### TASK PROMPT:
Beginning with the line containing "Reviewer note: check that each instance of the man's eye" and ending with the last line, repeat the records exactly.

### MATERIAL PROVIDED:
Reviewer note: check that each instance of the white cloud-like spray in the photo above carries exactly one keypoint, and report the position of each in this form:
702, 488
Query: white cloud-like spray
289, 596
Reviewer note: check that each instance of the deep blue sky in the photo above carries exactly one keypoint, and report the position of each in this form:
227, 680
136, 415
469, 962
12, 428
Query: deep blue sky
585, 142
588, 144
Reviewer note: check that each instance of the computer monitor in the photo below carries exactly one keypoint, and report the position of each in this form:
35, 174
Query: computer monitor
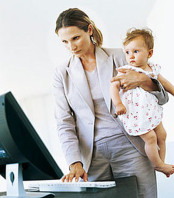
22, 148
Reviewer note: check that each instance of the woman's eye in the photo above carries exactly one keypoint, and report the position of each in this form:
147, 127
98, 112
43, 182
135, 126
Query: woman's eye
64, 41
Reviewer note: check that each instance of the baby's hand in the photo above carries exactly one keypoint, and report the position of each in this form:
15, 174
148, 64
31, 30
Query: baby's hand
120, 109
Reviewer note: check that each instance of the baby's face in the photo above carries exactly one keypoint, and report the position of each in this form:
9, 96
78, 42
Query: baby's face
137, 53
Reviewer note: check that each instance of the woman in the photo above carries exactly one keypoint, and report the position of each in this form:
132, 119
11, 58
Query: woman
93, 139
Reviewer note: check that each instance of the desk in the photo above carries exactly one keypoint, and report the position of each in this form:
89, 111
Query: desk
126, 187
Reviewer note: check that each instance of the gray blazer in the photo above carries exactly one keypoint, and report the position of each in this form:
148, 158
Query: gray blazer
74, 106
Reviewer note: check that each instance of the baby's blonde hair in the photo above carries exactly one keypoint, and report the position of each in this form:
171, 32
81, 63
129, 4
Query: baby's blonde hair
146, 33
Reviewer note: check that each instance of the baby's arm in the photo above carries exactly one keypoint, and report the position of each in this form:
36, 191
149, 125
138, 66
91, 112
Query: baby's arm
166, 84
115, 96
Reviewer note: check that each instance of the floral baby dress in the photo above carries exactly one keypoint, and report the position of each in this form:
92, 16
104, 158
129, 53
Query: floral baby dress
143, 111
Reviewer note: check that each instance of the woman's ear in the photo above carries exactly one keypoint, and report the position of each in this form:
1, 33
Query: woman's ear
150, 53
90, 29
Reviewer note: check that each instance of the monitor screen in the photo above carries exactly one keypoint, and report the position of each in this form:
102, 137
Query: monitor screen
20, 143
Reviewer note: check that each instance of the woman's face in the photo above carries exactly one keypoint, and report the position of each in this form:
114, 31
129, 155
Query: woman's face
76, 40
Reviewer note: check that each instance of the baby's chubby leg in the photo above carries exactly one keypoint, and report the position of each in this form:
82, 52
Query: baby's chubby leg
115, 96
150, 140
161, 140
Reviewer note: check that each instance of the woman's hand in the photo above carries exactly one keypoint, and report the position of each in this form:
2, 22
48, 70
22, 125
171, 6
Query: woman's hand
76, 171
131, 79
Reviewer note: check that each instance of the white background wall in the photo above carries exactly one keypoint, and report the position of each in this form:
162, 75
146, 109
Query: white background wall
30, 50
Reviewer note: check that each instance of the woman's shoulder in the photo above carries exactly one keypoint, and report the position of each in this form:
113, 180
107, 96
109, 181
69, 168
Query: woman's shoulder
61, 67
117, 54
114, 51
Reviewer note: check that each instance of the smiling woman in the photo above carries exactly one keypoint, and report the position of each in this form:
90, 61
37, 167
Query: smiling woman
85, 116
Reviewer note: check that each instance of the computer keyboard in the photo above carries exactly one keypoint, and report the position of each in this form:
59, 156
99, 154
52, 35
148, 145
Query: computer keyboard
59, 186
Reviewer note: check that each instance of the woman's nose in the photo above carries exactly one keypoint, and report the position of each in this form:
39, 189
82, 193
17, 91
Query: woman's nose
72, 47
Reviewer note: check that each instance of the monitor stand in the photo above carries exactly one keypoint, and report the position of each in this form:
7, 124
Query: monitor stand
15, 186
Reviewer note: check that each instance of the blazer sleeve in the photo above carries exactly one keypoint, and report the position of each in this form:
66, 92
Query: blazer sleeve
65, 120
161, 94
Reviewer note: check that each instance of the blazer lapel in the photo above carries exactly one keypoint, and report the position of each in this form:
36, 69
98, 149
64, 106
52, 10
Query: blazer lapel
105, 73
77, 75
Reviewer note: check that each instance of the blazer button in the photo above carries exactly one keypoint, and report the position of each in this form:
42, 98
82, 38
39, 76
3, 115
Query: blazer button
115, 115
90, 123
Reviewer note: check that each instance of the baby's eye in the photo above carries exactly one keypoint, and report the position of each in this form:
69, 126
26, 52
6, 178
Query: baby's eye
76, 37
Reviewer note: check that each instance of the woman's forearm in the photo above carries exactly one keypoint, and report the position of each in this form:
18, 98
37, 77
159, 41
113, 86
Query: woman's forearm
146, 83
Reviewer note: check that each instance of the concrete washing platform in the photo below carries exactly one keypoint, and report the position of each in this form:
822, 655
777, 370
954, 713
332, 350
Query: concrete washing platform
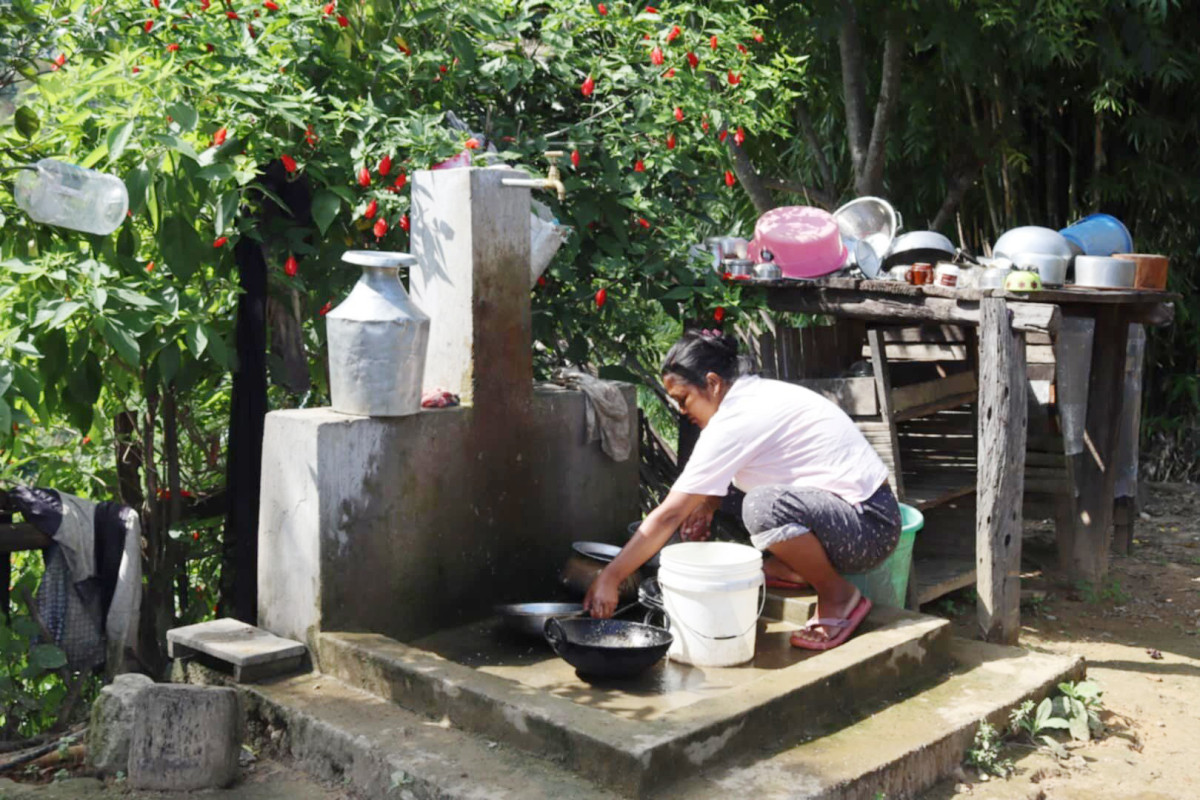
469, 713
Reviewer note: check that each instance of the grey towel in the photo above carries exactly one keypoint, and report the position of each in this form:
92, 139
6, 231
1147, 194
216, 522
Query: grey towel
607, 413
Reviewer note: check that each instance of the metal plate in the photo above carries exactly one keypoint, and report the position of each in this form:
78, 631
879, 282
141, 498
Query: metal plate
378, 258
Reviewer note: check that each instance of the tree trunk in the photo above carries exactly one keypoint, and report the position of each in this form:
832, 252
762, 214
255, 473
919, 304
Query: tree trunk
853, 85
247, 409
869, 180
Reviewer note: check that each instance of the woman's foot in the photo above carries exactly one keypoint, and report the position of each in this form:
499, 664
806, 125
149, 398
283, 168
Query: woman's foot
833, 623
781, 576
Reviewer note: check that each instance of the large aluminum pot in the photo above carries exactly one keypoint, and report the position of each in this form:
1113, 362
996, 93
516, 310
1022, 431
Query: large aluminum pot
1104, 272
377, 341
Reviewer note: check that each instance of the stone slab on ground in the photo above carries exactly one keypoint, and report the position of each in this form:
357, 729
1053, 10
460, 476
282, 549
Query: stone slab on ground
185, 738
643, 734
335, 731
904, 749
252, 653
111, 728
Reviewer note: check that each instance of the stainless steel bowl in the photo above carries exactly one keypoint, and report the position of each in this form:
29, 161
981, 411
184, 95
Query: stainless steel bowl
869, 220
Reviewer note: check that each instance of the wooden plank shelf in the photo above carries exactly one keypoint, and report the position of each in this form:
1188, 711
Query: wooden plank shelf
941, 576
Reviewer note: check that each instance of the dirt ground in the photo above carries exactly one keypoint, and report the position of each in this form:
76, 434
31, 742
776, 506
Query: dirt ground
1140, 635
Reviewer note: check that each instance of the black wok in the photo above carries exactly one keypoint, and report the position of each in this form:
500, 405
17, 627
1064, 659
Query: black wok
607, 648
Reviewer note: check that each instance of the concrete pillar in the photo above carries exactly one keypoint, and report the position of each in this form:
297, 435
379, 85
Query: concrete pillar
471, 236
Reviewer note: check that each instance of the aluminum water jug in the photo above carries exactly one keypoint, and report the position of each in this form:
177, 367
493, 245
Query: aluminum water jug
377, 341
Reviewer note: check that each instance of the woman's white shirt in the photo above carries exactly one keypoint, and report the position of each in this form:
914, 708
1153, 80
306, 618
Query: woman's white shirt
769, 432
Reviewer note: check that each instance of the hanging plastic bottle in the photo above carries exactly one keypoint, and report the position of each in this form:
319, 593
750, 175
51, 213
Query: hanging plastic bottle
57, 193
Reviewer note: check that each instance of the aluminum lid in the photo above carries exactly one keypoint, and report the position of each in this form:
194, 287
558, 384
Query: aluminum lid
378, 258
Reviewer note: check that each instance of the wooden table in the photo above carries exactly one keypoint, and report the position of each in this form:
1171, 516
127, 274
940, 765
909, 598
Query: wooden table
1002, 319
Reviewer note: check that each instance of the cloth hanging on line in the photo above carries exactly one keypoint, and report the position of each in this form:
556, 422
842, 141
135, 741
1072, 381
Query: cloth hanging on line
607, 413
91, 588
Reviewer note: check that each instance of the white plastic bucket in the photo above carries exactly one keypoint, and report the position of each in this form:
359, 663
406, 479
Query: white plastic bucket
713, 594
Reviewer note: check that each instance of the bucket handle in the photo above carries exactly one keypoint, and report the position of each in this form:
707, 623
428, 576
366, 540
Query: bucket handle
762, 603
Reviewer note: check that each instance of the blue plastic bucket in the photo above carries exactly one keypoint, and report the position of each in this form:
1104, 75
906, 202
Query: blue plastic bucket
888, 583
1099, 234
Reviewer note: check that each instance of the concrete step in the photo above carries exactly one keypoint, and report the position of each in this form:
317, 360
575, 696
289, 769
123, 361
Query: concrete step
904, 749
340, 733
336, 732
639, 737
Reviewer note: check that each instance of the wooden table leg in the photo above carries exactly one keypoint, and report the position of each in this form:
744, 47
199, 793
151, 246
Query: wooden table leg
1001, 473
1096, 468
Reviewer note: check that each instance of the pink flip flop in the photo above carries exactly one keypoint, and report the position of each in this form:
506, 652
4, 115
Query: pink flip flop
845, 626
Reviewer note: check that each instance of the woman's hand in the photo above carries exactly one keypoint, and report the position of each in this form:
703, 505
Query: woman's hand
603, 596
699, 524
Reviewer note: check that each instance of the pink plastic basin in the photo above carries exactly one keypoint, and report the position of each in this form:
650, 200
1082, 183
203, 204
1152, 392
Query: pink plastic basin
805, 241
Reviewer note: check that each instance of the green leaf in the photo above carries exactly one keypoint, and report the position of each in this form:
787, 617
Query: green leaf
325, 206
55, 313
120, 340
185, 116
47, 656
196, 337
27, 121
131, 298
118, 139
180, 246
137, 181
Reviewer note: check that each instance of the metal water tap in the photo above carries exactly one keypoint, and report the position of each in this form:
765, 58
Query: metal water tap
552, 180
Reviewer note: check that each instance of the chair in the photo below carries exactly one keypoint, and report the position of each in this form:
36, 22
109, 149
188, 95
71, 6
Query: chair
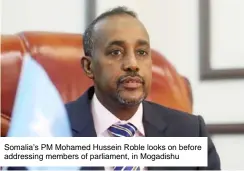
60, 54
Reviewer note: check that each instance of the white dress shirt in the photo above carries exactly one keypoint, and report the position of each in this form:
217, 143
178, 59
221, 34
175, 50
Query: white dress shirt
103, 119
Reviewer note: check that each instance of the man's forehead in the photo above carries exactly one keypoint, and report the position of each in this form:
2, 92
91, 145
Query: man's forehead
120, 27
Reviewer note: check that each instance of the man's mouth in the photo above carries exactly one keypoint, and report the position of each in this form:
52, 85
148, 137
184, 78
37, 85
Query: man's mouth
131, 82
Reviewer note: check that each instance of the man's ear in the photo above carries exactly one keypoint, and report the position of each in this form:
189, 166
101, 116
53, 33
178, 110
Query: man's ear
86, 63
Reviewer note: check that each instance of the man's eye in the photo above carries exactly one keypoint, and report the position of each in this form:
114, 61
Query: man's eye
141, 52
115, 52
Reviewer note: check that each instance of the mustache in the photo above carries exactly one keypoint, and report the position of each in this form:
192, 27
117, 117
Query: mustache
131, 74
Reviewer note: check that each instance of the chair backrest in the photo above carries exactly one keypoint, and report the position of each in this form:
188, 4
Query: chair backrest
60, 54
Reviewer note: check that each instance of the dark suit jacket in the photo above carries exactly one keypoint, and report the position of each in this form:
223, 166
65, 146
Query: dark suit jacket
158, 121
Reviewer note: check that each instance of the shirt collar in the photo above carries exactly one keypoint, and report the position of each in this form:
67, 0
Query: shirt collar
103, 118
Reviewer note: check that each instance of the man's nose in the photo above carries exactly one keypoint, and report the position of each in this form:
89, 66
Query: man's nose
130, 64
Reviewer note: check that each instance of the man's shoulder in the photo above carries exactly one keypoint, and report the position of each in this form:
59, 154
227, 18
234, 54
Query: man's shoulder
168, 113
180, 123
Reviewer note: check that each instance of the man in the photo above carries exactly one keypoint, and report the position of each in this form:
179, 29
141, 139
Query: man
118, 60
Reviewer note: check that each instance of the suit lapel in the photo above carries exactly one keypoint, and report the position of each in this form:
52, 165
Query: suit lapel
154, 125
81, 117
153, 122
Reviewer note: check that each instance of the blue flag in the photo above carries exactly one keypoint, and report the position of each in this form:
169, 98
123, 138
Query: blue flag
38, 109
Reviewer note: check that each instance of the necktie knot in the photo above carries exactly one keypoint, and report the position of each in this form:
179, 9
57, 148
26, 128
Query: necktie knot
122, 130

### ANSWER FOR THIS EXERCISE:
Reviewer note: check that each instance of the man's eye in the photo above carries exactly one keypoint, and report the position of each in this form:
114, 61
Query: man's eye
141, 52
115, 52
Reviewer note: check that each instance of the mustache in the photo above carries exactly one keypoint, and report the position of each in this form:
192, 27
117, 117
Query: mustache
131, 74
Reviewer note: check that each instance of the chair backrest in the photo above carries exactly one keypoint, and report the position of each in this form:
188, 4
Query: chair backrest
60, 54
Reviewer note: check that each instance of the dark suit jacket in the photo above carries exactly one keypoint, and report the position of each in this form:
223, 166
65, 146
Query: dark suit jacket
158, 121
Reviewer note: check that each instance of the shirt collar in the photo above carries exactly one keypoint, and report the position of each in this form:
67, 0
Query: shirt collar
103, 118
Reviewer note: check that each instance of the man's nose in the photo above carries exactly one keypoint, and report the position of each in this form:
89, 66
Query: man's nose
130, 64
Reviewer note: check that each instance of the man's shoulder in the photo above carries exactly one keypoint, and report the position of each in this form:
59, 154
227, 18
234, 54
Query: man's shoulder
168, 113
180, 123
Reviewer note: check that each instance of the man in the photo above carries exactly one keypoint, and report the position of each in this form:
179, 29
141, 139
Query: man
118, 60
Reviewer note: check that each instance of the suit lapel in the photo above carries exactly one keypoint, and report the position of each in this form:
52, 165
Query: suit lapel
154, 125
81, 117
153, 122
Reviewer note: check that each instance of the blue flag in the photo above carries exactly one keypoint, and report the position of each in this form:
169, 98
123, 138
Query: blue flag
38, 109
Reviewer note: check that each instance of the necktie knot in the photo above carries exactly one keypoint, and report the position of each in this form:
179, 9
57, 148
26, 128
Query: necktie knot
122, 130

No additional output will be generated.